→ Task to carry out:
Arrange every line of the listing below as a numbered list, skipping blank lines. Leave the pictures out of your answer.

→ Input records:
##########
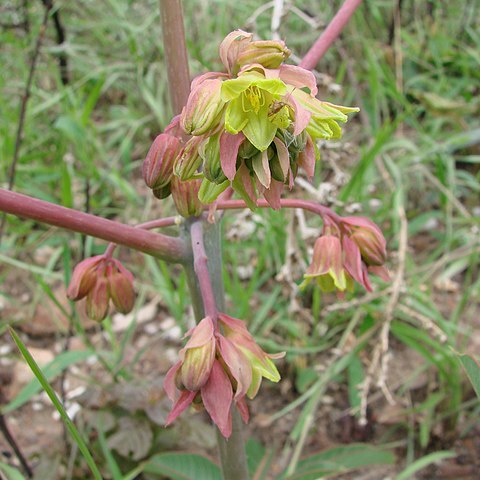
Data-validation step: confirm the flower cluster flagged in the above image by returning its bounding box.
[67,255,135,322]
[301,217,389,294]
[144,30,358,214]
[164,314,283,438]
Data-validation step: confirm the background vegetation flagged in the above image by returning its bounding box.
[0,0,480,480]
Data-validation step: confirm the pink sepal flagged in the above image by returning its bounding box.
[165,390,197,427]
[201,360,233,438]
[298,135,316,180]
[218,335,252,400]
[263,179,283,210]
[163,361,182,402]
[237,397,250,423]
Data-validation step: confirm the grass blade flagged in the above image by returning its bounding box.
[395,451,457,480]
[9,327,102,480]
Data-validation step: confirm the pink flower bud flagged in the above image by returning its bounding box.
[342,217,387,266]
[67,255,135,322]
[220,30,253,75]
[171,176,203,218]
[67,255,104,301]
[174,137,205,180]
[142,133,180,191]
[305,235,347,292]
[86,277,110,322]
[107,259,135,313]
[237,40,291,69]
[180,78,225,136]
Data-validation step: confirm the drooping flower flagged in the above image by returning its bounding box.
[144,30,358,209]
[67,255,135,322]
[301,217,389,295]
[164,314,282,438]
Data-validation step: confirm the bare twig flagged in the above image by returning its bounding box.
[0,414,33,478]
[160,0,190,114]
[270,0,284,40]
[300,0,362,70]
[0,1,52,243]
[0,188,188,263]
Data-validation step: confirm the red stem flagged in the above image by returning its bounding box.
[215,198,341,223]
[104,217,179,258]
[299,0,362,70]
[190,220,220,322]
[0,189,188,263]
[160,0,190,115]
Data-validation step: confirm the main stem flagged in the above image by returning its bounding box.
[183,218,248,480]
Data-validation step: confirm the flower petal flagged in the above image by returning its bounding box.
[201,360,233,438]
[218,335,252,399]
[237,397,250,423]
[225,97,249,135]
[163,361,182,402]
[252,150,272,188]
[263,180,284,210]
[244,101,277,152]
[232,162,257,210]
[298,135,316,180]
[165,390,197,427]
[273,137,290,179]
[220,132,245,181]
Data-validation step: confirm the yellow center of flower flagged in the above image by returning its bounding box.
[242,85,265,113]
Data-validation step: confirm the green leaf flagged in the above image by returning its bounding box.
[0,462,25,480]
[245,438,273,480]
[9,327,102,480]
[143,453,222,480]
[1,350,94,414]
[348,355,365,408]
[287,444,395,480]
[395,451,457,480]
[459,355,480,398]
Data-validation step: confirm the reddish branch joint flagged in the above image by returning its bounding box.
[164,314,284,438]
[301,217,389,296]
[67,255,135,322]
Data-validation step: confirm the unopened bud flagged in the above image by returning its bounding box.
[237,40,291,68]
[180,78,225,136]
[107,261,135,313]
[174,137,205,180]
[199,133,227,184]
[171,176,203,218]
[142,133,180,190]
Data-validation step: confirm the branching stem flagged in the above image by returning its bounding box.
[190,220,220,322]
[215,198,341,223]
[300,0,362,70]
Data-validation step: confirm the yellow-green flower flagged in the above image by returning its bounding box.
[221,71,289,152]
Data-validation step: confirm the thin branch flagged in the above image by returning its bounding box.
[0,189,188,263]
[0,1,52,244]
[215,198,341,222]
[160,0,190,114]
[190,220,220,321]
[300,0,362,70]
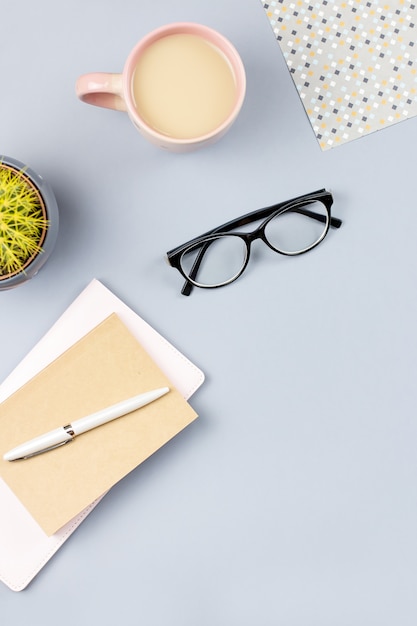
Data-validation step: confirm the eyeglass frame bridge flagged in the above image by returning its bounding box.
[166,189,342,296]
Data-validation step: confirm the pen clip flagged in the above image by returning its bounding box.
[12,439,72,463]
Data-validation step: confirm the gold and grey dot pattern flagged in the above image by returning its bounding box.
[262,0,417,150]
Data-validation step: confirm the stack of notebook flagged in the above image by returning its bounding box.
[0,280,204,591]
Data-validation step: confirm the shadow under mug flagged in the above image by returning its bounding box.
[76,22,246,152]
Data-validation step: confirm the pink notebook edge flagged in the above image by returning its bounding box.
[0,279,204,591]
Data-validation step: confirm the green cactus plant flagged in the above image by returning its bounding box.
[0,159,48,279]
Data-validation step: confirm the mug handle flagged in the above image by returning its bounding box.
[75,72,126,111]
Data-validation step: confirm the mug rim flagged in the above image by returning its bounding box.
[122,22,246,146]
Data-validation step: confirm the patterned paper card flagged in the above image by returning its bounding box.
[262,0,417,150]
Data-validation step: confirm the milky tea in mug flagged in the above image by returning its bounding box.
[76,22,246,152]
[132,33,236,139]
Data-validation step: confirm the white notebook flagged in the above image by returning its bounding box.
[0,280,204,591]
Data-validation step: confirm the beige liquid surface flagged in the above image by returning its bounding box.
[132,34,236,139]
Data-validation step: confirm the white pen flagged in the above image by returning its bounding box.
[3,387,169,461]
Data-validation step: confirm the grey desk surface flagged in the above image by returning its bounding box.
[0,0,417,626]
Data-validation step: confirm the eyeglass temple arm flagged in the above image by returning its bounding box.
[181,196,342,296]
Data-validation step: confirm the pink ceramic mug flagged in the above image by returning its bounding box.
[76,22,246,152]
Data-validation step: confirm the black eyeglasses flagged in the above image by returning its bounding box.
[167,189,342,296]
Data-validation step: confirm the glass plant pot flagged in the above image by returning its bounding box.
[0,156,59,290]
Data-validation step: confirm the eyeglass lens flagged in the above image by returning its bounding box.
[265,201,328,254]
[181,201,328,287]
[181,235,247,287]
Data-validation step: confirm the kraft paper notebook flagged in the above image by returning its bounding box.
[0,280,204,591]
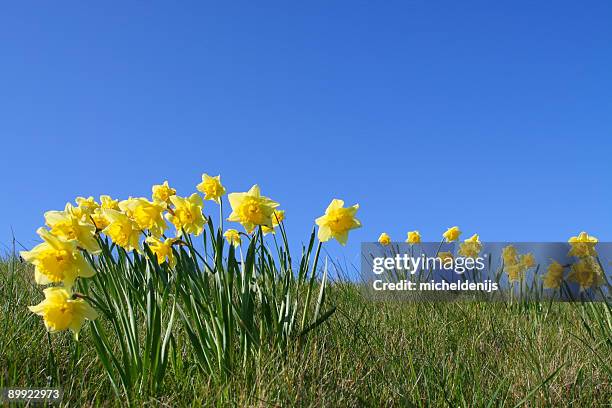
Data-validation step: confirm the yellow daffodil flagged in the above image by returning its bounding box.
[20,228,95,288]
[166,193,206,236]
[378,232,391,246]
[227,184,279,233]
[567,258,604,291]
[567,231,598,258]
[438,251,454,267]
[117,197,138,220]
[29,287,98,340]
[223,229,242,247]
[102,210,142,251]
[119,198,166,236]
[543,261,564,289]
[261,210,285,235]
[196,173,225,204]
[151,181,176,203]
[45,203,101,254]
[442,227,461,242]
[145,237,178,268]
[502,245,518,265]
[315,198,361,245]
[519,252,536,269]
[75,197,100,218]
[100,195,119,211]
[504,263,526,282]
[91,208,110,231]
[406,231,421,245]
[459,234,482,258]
##########
→ Answer to this exercise:
1. Data-validation step: confirm the flower cluster flagged in the above image by returning its bounding box.
2. [67,255,135,322]
3. [301,217,389,294]
4. [144,30,358,214]
5. [164,314,283,438]
6. Data-validation step: confirm the background vegetation flagged in the above image by returning its bounding box.
7. [0,0,480,480]
8. Data-validation step: confirm the pink sepal flagged in the above image by returning its bounding box.
9. [165,390,197,427]
10. [201,360,233,438]
11. [298,135,316,180]
12. [218,335,252,400]
13. [263,179,283,210]
14. [163,361,182,402]
15. [237,397,250,423]
16. Data-validation step: confirm the grass blade flagged in the above image by returning its bounding box.
17. [395,451,457,480]
18. [9,327,102,480]
19. Data-validation step: confirm the pink flower bud flagged in the above image by returning its bounding box.
20. [342,217,387,266]
21. [67,255,135,322]
22. [220,30,253,75]
23. [171,176,203,218]
24. [67,255,104,301]
25. [174,137,205,180]
26. [142,133,180,191]
27. [305,235,347,292]
28. [86,277,110,322]
29. [107,259,135,313]
30. [237,40,291,69]
31. [180,78,225,136]
32. Data-validation step: confirm the drooping flower flagged in the above image by returning its bounding box.
33. [144,30,358,209]
34. [67,255,135,322]
35. [301,217,389,295]
36. [164,314,282,438]
37. Data-validation step: confirm the bare twig flagged in the above image by returning its bounding box.
38. [0,414,33,478]
39. [160,0,190,114]
40. [270,0,284,40]
41. [300,0,362,70]
42. [0,1,52,243]
43. [0,188,188,263]
44. Data-validation step: confirm the red stem flagged in the above image by returning its bounding box.
45. [215,198,341,223]
46. [104,217,179,258]
47. [299,0,362,70]
48. [190,220,220,322]
49. [0,189,188,263]
50. [160,0,190,115]
51. Data-validation step: confirm the main stem flagged in the above image by returning its bounding box.
52. [183,218,248,480]
53. Data-validation step: confirm the flower petal flagged in the above image by returning its bounding box.
54. [201,360,233,438]
55. [218,335,252,399]
56. [237,397,250,423]
57. [225,97,249,135]
58. [163,361,182,402]
59. [252,150,272,188]
60. [263,180,284,210]
61. [244,101,277,152]
62. [232,162,257,210]
63. [298,135,316,180]
64. [165,390,197,427]
65. [273,137,290,179]
66. [220,132,245,181]
67. Data-validation step: confirm the yellow center of flower flagged in the above image by returning its bounding box.
68. [242,85,265,113]
69. Data-validation step: confirm the green leaf flagged in the above image by returning its bounding box.
70. [0,462,25,480]
71. [245,438,273,480]
72. [9,327,102,480]
73. [143,453,222,480]
74. [1,350,94,414]
75. [348,355,365,408]
76. [287,444,395,480]
77. [395,451,457,480]
78. [459,355,480,398]
79. Data-validation step: confirm the reddish branch joint flagged in the above image by returning its bounding box.
80. [164,314,284,438]
81. [301,217,389,296]
82. [67,255,135,322]
83. Data-validation step: confirm the unopened bud flagged in the above image by returning its bounding box.
84. [237,40,291,68]
85. [180,78,225,136]
86. [107,261,135,313]
87. [174,137,205,180]
88. [199,133,227,184]
89. [171,176,203,218]
90. [142,133,180,190]
91. Data-validation step: confirm the branching stem flagged in the above image by returning its bounding box.
92. [190,220,220,322]
93. [215,198,341,223]
94. [300,0,362,70]
95. Data-validation step: confirm the yellow-green flower flagged in the above image by returning its bounding box.
96. [221,71,289,152]
97. Data-validation step: confirm the thin branch flagged in the above image by returning its bounding box.
98. [0,189,188,263]
99. [0,1,52,244]
100. [215,198,341,222]
101. [160,0,190,114]
102. [190,220,220,321]
103. [300,0,362,70]
104. Data-validation step: confirm the eyeglass frame bridge flagged in the above image by returning its bounding box.
105. [166,189,342,296]
106. Data-validation step: confirm the pen clip flagged in the above image by returning its bounding box.
107. [12,439,72,463]
108. Data-validation step: confirm the gold and grey dot pattern flagged in the above image by returning its bounding box.
109. [262,0,417,150]
110. Data-validation step: confirm the stack of notebook flagged in the above image by returning its bounding box.
111. [0,280,204,591]
112. Data-validation step: confirm the shadow under mug flagged in the above image by returning its bounding box.
113. [76,22,246,152]
114. Data-validation step: confirm the pink notebook edge flagged in the above image by returning its bounding box.
115. [0,279,204,591]
116. Data-validation step: confirm the green cactus plant flagged in the above image by returning its bounding box.
117. [0,159,48,279]
118. Data-validation step: confirm the mug handle flagged in the above image by returning its bounding box.
119. [75,72,126,111]
120. Data-validation step: confirm the mug rim flagged in the above image by returning its bounding box.
121. [122,22,246,146]
122. Data-validation step: confirm the patterned paper card flagged in the above image by returning its bounding box.
123. [262,0,417,150]
124. Data-validation step: confirm the milky tea in mug flagged in the above image by returning its bounding box.
125. [76,22,246,152]
126. [132,33,236,139]
127. Data-validation step: confirm the white notebook flagged in the above image by returning its bounding box.
128. [0,280,204,591]
129. Data-validation step: confirm the beige liquid surface flagged in the above image by returning its bounding box.
130. [132,34,236,139]
131. Data-validation step: confirm the white pen flagged in the above image by returning its bounding box.
132. [3,387,169,461]
133. Data-validation step: confirm the grey desk surface flagged in the above image by returning its bounding box.
134. [0,0,417,626]
135. Data-validation step: confirm the eyeglass temple arm flagged in the above image by returning its bounding box.
136. [181,196,342,296]
137. Data-validation step: confirm the pink ceramic mug flagged in the above image by returning its bounding box.
138. [76,22,246,152]
139. Data-validation step: confirm the black eyeglasses flagged in the above image by returning its bounding box.
140. [167,189,342,296]
141. Data-validation step: confirm the glass plant pot flagged in the above image by returning its bounding box.
142. [0,156,59,290]
143. Data-validation step: confirm the eyeglass lens flagged in the above image by returning its bounding box.
144. [265,201,328,254]
145. [181,201,328,287]
146. [181,235,247,287]
147. Data-validation step: confirm the kraft paper notebook flagged in the above image by returning its bounding box.
148. [0,280,204,591]
149. Data-validation step: confirm the yellow daffodil flagged in the above image by returning its bounding box.
150. [20,228,95,288]
151. [166,193,206,236]
152. [378,232,391,246]
153. [227,184,279,233]
154. [567,258,604,291]
155. [567,231,598,258]
156. [438,251,454,267]
157. [117,197,138,220]
158. [29,287,98,340]
159. [223,229,242,247]
160. [102,210,142,251]
161. [119,198,166,236]
162. [543,261,564,289]
163. [261,210,285,235]
164. [196,173,225,204]
165. [151,181,176,203]
166. [45,203,101,254]
167. [442,227,461,242]
168. [145,237,178,268]
169. [502,245,518,265]
170. [315,198,361,245]
171. [519,252,536,269]
172. [75,197,100,218]
173. [100,195,119,211]
174. [504,263,526,282]
175. [91,208,110,231]
176. [406,231,421,245]
177. [459,234,482,258]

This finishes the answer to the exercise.